**SELECTED EXTRACT:**
· · · · · · ·

1

I'm looking for a way to retrieve sorted records from an hdf table. Here is a python MWE:

import tables
import numpy as np

class Measurement(tables.IsDescription):
    time = tables.Float64Col()
    value = tables.Float64Col()

h5 = tables.open_file('test.hdf', 'w')
h5.create_table('/', 'test', Measurement)

table = h5.root.test
data = np.array([(0, 6), (5, 1), (1, 8)], dtype=[('time', '<f8'), ('value', '<f8')])
table.append(data)
table.cols.time.createCSIndex()

Now I'd like to retrieve all records with time > 0, sorted by time. If I do:

table.read_where('time > 0')

then it gets:

array([(5.0, 1.0), (1.0, 8.0)], dtype=[('time', '<f8'), ('value', '<f8')])

which is not sorted by time. If I attempt to use read_sorted then I get the entire table instead of a subset (there's no condition argument to read_sorted).

What is the common practice? Should I ensure that my tables are stored sorted in the database? Or should I sort myself the retrieved set after read_where?

remus
  • 2,635
  • 2
  • 21
  • 46

1 Answers1

0

I don't think there is a one size fits all answer to your question.

If you are in a situation where you write once to the file and have to read it a lot of times, it would definitely be a good idea to store the tables in a sorted manner. For already existing files, you can use the ptrepack utility which can copy exisiting data in a sorted manner.

If you only read the data a few times, the storing in a sorted way might not be the most efficient way. Just read_where to get your data into memory and sort afterwards.

If your data is to big to fit into memory, you'll have to store the data in a sorted manner.

And there are more possibilities, depending on your system perfomance (SSD, HDD, network storage, CPU,...)

Ben K.
  • 1,160
  • 6
  • 20

· · · · · · ·

**COLLECTED MATERIAL:**
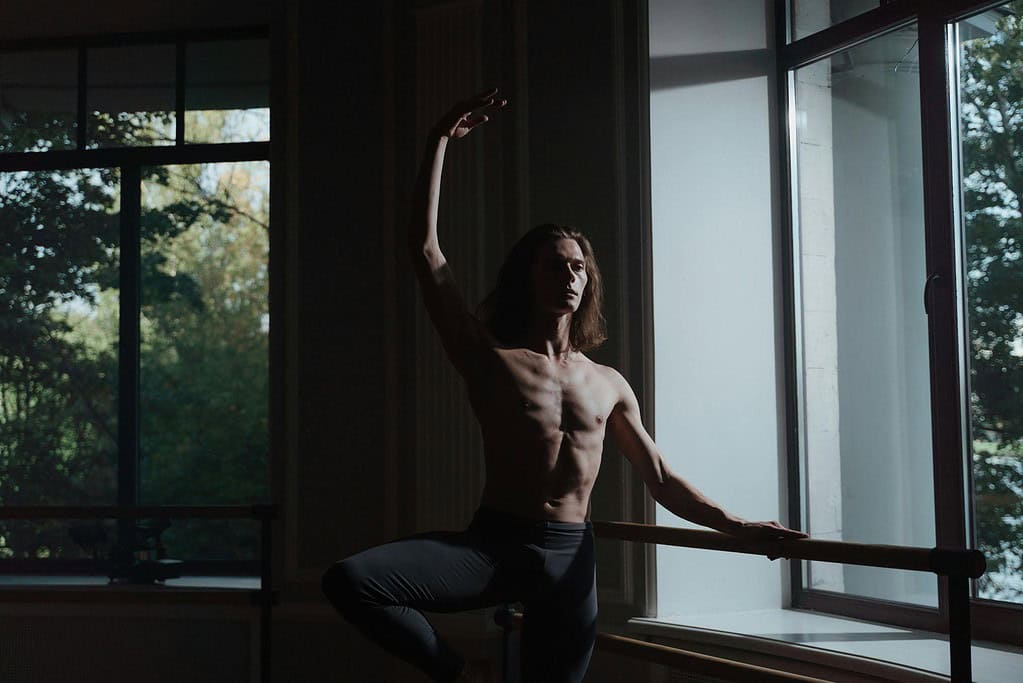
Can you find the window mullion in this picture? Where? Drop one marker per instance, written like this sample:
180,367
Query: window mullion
128,431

· · · · · · ·

**ACTIONS TO TAKE:**
A – In the thread, rewrite the part from "import tables" up to and including "table.append(data)", replacing "Measurement" with "Reading".
B – According to the thread, which utility can copy data from already existing files in a sorted manner?

**SOLUTIONS:**
A –
import tables
import numpy as np

class Reading(tables.IsDescription):
    time = tables.Float64Col()
    value = tables.Float64Col()

h5 = tables.open_file('test.hdf', 'w')
h5.create_table('/', 'test', Reading)

table = h5.root.test
data = np.array([(0, 6), (5, 1), (1, 8)], dtype=[('time', '<f8'), ('value', '<f8')])
table.append(data)

B – The ptrepack utility.